- **GIVEN PROBLEM**
Write out the data below in full. Keep it exact.

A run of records
## Begin
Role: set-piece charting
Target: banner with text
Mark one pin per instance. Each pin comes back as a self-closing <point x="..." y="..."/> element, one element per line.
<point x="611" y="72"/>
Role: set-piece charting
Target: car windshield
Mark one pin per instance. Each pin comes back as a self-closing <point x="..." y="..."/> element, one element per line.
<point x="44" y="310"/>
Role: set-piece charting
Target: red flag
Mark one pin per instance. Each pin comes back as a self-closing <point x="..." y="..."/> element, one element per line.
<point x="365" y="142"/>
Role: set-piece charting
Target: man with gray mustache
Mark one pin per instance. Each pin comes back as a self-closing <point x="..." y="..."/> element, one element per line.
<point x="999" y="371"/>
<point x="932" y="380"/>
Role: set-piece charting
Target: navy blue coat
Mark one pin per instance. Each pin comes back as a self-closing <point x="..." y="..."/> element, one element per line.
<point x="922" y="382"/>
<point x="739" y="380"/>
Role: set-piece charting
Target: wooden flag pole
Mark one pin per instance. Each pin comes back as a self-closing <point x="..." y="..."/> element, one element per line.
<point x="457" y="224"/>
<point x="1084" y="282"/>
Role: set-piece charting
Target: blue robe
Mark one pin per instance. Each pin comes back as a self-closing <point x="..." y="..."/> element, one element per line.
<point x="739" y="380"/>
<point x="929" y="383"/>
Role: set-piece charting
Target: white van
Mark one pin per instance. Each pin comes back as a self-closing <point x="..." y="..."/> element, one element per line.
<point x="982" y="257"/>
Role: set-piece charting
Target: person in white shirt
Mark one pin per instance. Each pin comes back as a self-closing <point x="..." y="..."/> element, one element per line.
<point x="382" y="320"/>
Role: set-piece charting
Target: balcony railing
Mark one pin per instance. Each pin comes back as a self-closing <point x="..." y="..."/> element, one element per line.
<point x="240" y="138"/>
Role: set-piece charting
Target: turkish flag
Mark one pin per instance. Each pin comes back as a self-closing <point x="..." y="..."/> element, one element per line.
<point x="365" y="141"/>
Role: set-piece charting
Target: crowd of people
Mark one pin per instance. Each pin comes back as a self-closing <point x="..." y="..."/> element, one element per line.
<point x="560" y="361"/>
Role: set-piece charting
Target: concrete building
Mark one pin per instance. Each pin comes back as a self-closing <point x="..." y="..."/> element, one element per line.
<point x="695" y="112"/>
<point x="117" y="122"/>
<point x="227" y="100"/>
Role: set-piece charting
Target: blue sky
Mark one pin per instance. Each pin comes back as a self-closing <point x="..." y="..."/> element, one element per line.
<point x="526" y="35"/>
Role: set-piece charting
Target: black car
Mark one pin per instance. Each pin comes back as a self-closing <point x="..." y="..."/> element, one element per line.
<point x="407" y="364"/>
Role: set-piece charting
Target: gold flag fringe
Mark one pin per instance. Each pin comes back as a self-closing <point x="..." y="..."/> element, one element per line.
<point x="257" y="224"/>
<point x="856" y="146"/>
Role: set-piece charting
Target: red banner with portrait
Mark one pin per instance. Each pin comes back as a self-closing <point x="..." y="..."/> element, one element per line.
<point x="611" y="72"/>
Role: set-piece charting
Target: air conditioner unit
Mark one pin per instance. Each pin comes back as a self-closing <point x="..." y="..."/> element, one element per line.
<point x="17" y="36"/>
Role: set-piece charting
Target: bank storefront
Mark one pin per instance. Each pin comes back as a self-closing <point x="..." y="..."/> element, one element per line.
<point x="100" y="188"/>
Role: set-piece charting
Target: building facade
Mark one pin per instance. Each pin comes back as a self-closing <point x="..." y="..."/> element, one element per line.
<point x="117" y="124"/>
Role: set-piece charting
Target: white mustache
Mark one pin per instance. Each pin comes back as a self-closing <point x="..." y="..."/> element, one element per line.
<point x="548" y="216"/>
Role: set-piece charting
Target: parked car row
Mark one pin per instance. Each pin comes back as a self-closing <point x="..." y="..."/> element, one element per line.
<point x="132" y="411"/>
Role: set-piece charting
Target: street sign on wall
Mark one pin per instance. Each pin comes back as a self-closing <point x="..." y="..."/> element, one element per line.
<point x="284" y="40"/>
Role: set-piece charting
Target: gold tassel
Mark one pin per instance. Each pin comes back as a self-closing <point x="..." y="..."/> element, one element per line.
## End
- **COMPLETED EXERCISE**
Role: set-piece charting
Target: banner with text
Mark one pin per instance. Each pin comes back as a self-closing <point x="..." y="..."/> element, one element per line.
<point x="611" y="72"/>
Role: set-piece charting
Target: car windshield
Mark one pin per instance. Each pin comes back as a self-closing <point x="..." y="..."/> element, one element per line.
<point x="44" y="310"/>
Role: set-piece charting
Target: red flag
Mark one pin per instance. Each pin comes back as a self-closing <point x="..." y="..."/> element, one element per line.
<point x="365" y="142"/>
Role: set-piece charting
Target: man with gray mustache
Mark one pin per instance. Each pin comes back as a self-closing <point x="..." y="..."/> element, one element per line.
<point x="999" y="371"/>
<point x="932" y="380"/>
Role: set-piece charting
Target: navy blue coat
Mark one pin per instance. Each pin comes back as a self-closing <point x="..." y="..."/> element, one element per line.
<point x="922" y="382"/>
<point x="739" y="380"/>
Role: set-piece charting
Target: wooden flag pole
Mark one pin per instance. Each pin comes back as a self-closing <point x="..." y="..."/> element, one element per line.
<point x="457" y="224"/>
<point x="1084" y="282"/>
Role: set-piece charting
Target: blue robe
Mark one pin per instance. Each pin comes back as a self-closing <point x="..." y="..."/> element, one element per line.
<point x="739" y="380"/>
<point x="929" y="383"/>
Role: set-piece charting
Target: white van
Mark one pin per instance. Each pin comes back as a self-closing <point x="..." y="..."/> element, one element per line.
<point x="982" y="257"/>
Role: set-piece charting
Target: person in white shirt
Mark one pin per instance. Each pin comes back as a self-closing <point x="..." y="..."/> element, one element per line.
<point x="382" y="320"/>
Role: set-piece charting
Target: balcony railing
Mark one pin per instance. Each pin comes back as a self-closing <point x="..." y="..."/> element, one element per line.
<point x="240" y="138"/>
Role: set-piece charting
Target: turkish flag
Mark one pin per instance. Each pin comes back as a self-closing <point x="..." y="..."/> element, one element per line.
<point x="365" y="141"/>
Role: set-piece charting
Target: crowd of people
Mark one pin per instance. Each pin comes back as a self-closing <point x="..." y="..."/> element, one element per line.
<point x="560" y="361"/>
Role: set-piece charting
Target: concrete building
Mark one pin per instance. Each pin comes back as a self-closing <point x="..." y="..."/> element, one element per line.
<point x="695" y="112"/>
<point x="117" y="122"/>
<point x="227" y="100"/>
Role: set-piece charting
Target: blue sky
Mark one pin per instance. Each pin comes back as a self-closing <point x="..." y="..."/> element, one element per line.
<point x="526" y="35"/>
Role: set-piece charting
Target: black car
Mark one pin per instance. Each pin comes back as a self-closing <point x="..." y="..."/> element, one element per line.
<point x="407" y="364"/>
Role: set-piece charting
Target: gold flag fringe
Mark one pin per instance. Each pin comes back as a self-closing <point x="..." y="..."/> element, one element per line.
<point x="257" y="224"/>
<point x="856" y="146"/>
Role: set-piece charting
Target: red banner with portrait
Mark one pin per instance. Each pin comes back as a self-closing <point x="..." y="..."/> element, one element per line.
<point x="611" y="72"/>
Role: set-piece charting
Target: air conditioner unit
Mark one pin per instance. Each pin comes back as a self-closing <point x="..." y="..."/> element, one element per line.
<point x="17" y="36"/>
Role: set-piece charting
Target: bank storefront
Mark one pin per instance. Each pin comes back as a self-closing <point x="..." y="..."/> element, one element per line.
<point x="100" y="188"/>
Role: set-piece charting
Target: building facade
Mark one pin per instance. Each pin comes back as a self-closing <point x="..." y="..."/> element, one element per line.
<point x="117" y="124"/>
Role: set-piece charting
Target: white mustache
Mark one pin per instance. Each pin comes back as a self-closing <point x="..." y="..."/> element, one element per line.
<point x="548" y="216"/>
Role: set-piece charting
Target: parked car row
Mark one pin per instance. Each pin comes back as a self-closing <point x="..." y="..."/> element, one element per line.
<point x="132" y="411"/>
Role: set-piece charting
Target: street sign on wall
Mark one pin per instance. Each pin comes back as a self-closing <point x="..." y="..."/> element, one element per line.
<point x="284" y="40"/>
Role: set-piece charting
Target: gold tassel
Mark one pin per instance. Each pin comes back as a self-closing <point x="..." y="..."/> element, one element per line.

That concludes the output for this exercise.